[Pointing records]

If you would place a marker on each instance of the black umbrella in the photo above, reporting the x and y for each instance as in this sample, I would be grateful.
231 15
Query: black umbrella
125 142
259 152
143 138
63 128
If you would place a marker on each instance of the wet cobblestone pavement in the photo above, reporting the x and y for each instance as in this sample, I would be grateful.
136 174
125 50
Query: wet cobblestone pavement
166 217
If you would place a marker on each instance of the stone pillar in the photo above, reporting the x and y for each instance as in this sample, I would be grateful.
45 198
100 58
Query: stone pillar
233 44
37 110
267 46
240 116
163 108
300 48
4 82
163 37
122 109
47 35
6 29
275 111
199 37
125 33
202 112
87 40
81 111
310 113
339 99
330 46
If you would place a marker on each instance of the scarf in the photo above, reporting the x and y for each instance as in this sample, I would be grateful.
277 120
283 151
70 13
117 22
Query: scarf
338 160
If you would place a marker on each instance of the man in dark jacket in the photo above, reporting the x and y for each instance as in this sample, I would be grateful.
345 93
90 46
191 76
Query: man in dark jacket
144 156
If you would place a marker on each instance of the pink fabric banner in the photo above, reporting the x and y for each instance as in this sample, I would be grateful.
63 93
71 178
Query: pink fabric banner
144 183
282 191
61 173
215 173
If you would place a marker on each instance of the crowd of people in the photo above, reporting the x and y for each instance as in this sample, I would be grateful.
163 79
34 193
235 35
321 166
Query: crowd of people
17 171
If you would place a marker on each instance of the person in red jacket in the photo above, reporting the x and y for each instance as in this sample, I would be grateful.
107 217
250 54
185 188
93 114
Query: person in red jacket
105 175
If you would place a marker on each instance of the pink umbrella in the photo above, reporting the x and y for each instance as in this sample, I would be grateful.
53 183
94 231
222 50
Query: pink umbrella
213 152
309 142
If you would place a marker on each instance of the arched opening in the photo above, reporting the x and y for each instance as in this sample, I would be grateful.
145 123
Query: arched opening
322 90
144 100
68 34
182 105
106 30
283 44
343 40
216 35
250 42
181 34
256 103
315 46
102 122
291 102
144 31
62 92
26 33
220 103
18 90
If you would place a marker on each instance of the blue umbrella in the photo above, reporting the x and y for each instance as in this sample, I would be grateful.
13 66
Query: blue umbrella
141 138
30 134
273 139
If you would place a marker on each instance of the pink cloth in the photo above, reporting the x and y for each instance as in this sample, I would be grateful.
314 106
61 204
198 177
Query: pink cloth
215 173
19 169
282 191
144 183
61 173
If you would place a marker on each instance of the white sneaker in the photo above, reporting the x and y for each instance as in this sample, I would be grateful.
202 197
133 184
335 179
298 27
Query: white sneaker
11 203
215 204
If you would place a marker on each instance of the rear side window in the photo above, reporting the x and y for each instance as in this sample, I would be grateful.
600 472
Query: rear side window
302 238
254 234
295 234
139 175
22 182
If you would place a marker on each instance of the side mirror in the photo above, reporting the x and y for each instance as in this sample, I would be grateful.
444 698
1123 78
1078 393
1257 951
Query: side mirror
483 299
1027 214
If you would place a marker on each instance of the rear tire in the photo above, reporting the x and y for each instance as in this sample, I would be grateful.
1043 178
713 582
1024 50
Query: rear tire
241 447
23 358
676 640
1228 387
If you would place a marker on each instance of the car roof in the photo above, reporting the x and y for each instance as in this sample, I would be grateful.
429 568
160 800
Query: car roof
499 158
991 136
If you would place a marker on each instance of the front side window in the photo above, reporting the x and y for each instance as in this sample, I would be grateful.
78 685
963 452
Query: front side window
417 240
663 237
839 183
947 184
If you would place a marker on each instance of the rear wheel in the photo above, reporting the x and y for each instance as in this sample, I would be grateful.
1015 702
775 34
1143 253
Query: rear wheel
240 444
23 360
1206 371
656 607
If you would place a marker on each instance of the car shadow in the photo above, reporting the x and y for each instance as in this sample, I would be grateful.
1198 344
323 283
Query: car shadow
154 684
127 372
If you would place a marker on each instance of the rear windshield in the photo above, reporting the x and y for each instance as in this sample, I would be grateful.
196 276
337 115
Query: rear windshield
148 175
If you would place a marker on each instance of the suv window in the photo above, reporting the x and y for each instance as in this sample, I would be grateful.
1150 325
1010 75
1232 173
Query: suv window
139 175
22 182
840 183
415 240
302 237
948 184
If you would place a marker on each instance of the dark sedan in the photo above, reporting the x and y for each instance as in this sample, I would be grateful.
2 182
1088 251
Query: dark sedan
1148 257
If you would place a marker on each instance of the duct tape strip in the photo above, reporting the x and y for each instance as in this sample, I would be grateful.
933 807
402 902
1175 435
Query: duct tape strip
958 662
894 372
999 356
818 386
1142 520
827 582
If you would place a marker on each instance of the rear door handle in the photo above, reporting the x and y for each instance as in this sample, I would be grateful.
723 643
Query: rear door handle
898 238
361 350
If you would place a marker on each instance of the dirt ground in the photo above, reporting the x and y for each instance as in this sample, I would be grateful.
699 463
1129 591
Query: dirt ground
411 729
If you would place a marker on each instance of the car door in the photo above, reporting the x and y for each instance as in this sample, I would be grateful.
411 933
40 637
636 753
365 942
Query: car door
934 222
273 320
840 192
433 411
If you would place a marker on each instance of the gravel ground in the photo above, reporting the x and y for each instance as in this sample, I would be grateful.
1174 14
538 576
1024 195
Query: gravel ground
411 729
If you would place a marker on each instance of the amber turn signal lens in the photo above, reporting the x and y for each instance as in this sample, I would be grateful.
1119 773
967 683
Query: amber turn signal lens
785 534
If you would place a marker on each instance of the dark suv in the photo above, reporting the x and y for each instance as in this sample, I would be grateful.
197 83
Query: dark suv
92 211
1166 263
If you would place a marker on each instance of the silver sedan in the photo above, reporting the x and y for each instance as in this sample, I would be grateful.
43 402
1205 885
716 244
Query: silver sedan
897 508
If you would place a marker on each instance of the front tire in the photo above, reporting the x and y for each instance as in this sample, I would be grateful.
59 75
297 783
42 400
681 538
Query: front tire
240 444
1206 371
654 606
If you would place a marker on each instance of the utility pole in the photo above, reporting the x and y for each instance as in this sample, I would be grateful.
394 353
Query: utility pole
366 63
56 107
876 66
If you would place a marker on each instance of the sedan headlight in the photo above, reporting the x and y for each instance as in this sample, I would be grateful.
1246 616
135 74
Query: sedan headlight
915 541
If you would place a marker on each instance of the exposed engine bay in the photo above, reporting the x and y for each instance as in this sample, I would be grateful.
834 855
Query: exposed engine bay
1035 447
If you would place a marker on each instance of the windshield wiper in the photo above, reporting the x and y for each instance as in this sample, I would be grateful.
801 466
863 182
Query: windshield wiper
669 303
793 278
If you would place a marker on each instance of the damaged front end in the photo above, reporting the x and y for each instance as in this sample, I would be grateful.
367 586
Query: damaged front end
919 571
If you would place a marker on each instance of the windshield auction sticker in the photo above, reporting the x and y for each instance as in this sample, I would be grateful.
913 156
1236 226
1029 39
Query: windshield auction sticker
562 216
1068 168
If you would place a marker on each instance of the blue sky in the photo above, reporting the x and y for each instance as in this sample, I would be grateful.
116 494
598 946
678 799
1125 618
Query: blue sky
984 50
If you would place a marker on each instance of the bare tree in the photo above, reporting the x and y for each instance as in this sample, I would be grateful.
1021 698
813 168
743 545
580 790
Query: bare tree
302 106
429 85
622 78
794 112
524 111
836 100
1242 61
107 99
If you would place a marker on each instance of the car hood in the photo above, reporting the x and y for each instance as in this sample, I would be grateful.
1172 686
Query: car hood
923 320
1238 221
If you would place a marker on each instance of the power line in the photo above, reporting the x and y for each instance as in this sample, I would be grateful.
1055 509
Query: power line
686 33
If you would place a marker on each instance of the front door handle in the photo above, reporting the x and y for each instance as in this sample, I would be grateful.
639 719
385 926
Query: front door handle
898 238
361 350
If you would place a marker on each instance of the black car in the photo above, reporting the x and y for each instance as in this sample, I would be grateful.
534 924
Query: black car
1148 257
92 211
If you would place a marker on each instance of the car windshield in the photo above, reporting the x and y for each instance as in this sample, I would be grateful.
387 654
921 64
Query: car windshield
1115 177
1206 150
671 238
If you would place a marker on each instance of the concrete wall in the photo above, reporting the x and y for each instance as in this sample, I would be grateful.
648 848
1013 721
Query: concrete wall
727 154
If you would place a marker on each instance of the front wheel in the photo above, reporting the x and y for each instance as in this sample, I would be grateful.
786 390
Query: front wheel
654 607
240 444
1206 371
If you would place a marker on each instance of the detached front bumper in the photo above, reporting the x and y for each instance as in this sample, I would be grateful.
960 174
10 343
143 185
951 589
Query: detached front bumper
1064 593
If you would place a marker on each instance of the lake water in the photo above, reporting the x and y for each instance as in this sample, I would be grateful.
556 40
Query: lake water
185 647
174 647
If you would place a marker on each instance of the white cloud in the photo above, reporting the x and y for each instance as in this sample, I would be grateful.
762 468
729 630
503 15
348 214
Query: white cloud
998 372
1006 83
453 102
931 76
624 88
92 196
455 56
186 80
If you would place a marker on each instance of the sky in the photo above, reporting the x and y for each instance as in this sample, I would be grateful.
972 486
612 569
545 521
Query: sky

▶ **What you should do**:
Copy everything in the listing from the line containing "of the concrete" down to the end of the listing, keeping each line unchanged.

▶ **Written answer**:
If you would place a marker on each instance of the concrete wall in the photo above, reporting the x and y for each instance as in this sample, I would be grateful.
648 848
1013 721
Query: concrete wall
727 154
If you would place a marker on each instance of the front wheel in the photo above, reporting the x and y for each instance as in this sample, I would be grateful.
786 390
Query: front wheel
654 607
240 444
1206 371
If you would place a marker on each instance of the detached front bumper in the photo above, reporting the x and y for each instance as in this sample, I would be grateful.
960 174
10 343
143 185
951 589
Query: detached front bumper
1064 593
If you would place a marker on each instance of the lake water in the photo above, reporting the x and y for each instance as in this sample, I would be grateful.
556 40
Query: lake water
185 647
174 647
If you would place a marker on each instance of the white cloud in the photo above, reporting the x and y for each instance as in this sample, I would be grateful.
762 468
729 630
503 15
348 214
Query: white cloud
998 372
1006 83
453 102
931 76
624 88
92 196
455 56
186 80
If you would place a marker on each instance of the sky in the photo above, reporting the x and y for each instance as in this sample, I would be grateful.
972 486
612 569
545 521
Query: sky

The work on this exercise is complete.